The problem: Word for word, set down the full listing below.

# # # # #

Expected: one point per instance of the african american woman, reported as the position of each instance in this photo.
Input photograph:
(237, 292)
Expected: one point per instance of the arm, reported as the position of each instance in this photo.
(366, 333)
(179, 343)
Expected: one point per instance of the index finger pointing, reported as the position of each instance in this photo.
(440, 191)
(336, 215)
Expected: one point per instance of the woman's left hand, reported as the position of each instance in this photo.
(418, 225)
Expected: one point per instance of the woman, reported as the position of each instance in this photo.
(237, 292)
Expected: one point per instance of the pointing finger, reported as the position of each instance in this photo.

# # # # #

Output:
Expected: one point per instance of the african american woman, reported as the position of each instance in this photo.
Input photograph:
(237, 292)
Expected: one point per instance of the arm, reported as the position of each instance in this photo.
(366, 333)
(179, 343)
Expected: one point per instance of the index finger pointing, reported as the position of each instance in this photo.
(440, 191)
(336, 215)
Expected: one point per instance of the woman's left hand, reported as the position of each instance in this photo.
(418, 225)
Expected: one point per instance of the woman, reported as the position of each instance in this photo.
(237, 292)
Expected: one point per instance of the pointing finger, reported as the position of each instance in this photo.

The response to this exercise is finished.